EXERCISE AIM -
Copy out the line containing "building window, formatted" and each line after it, through the last one in the material, exactly as written.

GIVEN RECORDS -
<<<<

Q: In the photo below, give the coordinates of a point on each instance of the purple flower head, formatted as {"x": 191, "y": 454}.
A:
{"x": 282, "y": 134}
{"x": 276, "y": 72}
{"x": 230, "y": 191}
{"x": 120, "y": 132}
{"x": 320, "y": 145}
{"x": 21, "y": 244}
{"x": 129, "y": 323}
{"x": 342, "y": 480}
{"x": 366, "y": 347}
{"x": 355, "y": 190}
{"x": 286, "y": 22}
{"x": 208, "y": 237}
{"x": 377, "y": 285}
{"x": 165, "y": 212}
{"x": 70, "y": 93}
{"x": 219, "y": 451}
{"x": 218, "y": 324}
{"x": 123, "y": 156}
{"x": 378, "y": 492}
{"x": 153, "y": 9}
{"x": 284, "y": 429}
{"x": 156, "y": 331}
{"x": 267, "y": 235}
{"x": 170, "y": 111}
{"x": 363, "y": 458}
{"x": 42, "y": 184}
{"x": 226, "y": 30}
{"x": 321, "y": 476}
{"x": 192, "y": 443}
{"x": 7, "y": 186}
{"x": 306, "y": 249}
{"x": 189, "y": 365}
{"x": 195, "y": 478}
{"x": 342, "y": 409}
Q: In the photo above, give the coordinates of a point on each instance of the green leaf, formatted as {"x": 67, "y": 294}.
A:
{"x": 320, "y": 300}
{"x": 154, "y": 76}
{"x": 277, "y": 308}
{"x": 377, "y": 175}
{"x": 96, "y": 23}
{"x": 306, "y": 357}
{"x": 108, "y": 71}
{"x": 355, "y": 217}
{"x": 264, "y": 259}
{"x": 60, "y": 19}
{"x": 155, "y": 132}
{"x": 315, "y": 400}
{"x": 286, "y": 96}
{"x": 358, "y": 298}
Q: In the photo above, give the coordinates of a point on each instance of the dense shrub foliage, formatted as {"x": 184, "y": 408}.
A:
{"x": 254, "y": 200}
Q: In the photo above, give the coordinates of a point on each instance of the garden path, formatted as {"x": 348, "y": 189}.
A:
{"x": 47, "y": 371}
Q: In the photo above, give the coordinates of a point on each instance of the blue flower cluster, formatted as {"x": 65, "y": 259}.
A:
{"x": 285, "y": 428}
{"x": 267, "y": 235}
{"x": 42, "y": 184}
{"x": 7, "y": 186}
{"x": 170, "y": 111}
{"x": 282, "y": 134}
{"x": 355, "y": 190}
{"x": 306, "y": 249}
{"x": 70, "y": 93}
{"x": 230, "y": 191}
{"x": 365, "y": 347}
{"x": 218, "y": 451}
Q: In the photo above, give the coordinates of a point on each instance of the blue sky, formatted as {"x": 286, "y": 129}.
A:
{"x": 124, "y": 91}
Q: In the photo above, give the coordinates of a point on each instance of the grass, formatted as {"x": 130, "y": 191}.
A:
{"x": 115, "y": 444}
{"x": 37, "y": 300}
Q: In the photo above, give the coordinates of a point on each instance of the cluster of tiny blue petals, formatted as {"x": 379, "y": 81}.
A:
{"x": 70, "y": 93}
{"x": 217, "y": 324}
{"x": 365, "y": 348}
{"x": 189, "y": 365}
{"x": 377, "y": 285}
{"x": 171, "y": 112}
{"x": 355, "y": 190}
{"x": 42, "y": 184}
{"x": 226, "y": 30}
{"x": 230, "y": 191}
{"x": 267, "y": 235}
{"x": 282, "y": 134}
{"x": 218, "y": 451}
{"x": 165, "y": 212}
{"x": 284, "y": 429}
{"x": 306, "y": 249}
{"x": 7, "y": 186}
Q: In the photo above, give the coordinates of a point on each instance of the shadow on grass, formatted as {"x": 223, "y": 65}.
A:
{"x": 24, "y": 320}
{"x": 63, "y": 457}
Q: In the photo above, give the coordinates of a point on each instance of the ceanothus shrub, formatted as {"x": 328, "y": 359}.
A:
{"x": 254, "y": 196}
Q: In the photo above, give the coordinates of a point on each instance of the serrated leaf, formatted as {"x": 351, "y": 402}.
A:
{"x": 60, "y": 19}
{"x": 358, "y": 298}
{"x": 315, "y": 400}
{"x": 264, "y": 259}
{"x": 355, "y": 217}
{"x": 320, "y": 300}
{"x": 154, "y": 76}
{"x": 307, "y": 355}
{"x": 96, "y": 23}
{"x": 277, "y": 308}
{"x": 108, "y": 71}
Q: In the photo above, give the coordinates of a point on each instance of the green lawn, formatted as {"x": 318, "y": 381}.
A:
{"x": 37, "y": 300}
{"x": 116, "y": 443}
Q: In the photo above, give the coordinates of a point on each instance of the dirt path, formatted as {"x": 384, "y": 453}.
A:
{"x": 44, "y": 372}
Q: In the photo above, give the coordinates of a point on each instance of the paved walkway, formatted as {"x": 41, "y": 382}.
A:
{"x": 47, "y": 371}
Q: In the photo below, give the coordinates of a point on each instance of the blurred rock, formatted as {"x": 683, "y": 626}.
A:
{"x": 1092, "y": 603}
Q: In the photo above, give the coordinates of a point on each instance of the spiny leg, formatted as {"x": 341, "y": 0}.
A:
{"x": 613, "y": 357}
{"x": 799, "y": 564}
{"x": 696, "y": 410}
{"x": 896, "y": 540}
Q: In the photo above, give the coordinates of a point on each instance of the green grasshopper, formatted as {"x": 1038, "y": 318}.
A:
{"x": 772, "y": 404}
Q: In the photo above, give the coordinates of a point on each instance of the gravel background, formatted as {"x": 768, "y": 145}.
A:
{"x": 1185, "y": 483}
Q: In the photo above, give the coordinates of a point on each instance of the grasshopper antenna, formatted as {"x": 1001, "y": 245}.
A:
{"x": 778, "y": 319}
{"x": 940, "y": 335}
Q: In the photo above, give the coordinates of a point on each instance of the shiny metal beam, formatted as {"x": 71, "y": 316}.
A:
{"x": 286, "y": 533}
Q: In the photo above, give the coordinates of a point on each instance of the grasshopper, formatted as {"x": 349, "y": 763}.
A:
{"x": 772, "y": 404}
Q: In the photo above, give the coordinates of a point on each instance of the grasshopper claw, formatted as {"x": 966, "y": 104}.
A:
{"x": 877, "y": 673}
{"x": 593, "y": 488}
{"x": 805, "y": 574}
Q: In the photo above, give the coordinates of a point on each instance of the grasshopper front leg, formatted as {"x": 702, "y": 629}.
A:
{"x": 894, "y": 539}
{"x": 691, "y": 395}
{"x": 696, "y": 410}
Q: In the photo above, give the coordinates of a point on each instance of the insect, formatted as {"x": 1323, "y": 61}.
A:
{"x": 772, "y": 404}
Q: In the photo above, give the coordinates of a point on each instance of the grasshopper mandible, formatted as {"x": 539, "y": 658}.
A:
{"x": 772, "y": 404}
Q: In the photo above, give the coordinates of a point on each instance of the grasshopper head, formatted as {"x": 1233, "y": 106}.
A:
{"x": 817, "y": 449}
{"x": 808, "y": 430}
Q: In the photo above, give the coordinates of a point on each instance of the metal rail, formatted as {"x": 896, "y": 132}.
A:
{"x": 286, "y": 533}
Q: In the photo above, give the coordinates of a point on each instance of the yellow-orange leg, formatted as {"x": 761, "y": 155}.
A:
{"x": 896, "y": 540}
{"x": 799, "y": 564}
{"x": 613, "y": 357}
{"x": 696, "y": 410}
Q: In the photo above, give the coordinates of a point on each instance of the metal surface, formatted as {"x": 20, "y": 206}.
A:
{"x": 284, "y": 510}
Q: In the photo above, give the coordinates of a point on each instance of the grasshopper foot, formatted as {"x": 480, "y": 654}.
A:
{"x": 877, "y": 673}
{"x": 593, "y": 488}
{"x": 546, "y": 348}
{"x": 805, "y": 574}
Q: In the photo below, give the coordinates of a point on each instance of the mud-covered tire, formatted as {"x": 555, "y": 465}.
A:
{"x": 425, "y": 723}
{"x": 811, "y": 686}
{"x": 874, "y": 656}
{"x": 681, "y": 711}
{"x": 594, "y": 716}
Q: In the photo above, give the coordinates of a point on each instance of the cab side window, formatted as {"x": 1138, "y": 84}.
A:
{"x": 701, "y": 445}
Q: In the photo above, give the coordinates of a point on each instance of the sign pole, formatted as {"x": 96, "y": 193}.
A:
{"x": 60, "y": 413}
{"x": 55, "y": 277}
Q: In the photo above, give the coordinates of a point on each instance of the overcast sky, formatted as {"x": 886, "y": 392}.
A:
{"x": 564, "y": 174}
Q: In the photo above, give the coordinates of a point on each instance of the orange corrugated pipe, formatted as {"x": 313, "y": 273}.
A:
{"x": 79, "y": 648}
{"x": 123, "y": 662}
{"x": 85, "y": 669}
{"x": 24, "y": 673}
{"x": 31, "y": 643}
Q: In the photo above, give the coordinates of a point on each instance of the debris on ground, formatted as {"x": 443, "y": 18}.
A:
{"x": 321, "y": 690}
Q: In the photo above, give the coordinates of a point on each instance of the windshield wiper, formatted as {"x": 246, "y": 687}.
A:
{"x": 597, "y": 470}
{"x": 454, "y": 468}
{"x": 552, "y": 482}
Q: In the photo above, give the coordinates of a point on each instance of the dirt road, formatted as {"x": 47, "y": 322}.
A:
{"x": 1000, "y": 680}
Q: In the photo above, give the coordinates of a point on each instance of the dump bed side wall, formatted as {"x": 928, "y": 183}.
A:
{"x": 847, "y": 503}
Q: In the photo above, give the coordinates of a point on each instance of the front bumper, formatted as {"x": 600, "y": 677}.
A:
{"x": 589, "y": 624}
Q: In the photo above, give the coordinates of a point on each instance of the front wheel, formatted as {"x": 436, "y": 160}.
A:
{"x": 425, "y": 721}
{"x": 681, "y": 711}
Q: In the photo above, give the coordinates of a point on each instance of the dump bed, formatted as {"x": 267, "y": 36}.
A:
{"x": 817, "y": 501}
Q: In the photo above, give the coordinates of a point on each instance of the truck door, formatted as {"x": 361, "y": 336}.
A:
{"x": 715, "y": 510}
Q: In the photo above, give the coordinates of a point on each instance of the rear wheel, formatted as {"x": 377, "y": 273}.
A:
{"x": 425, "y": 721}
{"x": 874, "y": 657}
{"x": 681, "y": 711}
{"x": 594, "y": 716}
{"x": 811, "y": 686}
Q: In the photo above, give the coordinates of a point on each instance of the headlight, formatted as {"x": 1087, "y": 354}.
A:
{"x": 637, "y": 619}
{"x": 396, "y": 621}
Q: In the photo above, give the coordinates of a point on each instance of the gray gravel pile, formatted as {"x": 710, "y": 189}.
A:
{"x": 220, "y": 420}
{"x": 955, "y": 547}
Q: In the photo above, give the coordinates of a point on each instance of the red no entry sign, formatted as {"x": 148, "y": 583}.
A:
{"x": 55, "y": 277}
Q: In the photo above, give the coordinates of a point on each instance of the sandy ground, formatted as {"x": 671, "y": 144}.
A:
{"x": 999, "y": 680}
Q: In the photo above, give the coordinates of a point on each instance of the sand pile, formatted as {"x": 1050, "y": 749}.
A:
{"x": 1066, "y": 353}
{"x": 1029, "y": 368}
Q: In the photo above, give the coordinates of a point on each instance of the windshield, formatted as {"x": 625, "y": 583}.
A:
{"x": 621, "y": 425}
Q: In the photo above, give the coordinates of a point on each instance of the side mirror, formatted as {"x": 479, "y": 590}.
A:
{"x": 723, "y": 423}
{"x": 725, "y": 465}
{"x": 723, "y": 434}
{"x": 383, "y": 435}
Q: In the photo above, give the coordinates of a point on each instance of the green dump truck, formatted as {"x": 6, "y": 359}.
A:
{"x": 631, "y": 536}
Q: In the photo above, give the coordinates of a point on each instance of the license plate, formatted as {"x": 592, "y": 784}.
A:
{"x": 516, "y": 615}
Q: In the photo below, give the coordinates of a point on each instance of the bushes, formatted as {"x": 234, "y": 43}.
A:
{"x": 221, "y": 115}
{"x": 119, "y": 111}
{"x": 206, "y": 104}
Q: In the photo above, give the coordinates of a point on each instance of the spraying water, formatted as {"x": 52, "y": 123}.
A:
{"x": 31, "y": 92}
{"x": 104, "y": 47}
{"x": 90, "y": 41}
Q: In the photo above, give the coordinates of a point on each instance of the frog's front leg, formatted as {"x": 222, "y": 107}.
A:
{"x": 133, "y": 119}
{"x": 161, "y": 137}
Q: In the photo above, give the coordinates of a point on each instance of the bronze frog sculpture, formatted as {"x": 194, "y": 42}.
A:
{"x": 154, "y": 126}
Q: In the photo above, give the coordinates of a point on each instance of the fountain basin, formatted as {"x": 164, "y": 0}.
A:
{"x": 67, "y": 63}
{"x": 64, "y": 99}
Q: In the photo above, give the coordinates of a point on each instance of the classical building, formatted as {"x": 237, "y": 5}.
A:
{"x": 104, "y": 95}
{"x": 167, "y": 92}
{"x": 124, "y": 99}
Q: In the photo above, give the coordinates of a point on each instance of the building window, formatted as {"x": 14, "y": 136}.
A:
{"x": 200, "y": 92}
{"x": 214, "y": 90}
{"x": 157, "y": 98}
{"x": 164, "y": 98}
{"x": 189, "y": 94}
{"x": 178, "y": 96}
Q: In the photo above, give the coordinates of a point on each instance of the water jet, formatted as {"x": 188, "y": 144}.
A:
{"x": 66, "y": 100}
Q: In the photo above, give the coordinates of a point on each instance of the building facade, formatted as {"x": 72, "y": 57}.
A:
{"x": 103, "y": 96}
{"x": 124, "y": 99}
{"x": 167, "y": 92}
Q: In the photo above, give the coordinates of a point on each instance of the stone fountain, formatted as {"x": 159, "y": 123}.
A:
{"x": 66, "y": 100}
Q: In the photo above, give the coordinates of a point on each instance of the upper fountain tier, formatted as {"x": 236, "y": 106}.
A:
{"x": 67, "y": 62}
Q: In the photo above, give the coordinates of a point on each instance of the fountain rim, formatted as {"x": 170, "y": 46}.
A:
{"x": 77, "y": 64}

>>>>

RESULT -
Q: In the photo above, give the coordinates of a point on each instance of the building window, formatted as {"x": 14, "y": 136}.
A:
{"x": 200, "y": 92}
{"x": 214, "y": 90}
{"x": 157, "y": 98}
{"x": 164, "y": 98}
{"x": 189, "y": 94}
{"x": 178, "y": 96}
Q: In the photo above, give the coordinates of a point on each instance of the water jet, formatted as {"x": 188, "y": 144}.
A:
{"x": 66, "y": 100}
Q: In the photo above, give the coordinates of a point on each instance of the building facade, formatted as {"x": 72, "y": 57}.
A:
{"x": 103, "y": 96}
{"x": 124, "y": 99}
{"x": 167, "y": 92}
Q: In the photo above, give the coordinates of a point on each instance of the stone fountain, formatted as {"x": 159, "y": 123}.
A:
{"x": 66, "y": 100}
Q: In the photo above, give the coordinates of a point on each instance of the upper fountain tier, formatted as {"x": 236, "y": 106}.
A:
{"x": 67, "y": 62}
Q: In the photo above, give the coordinates of a point on each instance of the fountain rim, formatted as {"x": 170, "y": 46}.
A:
{"x": 77, "y": 64}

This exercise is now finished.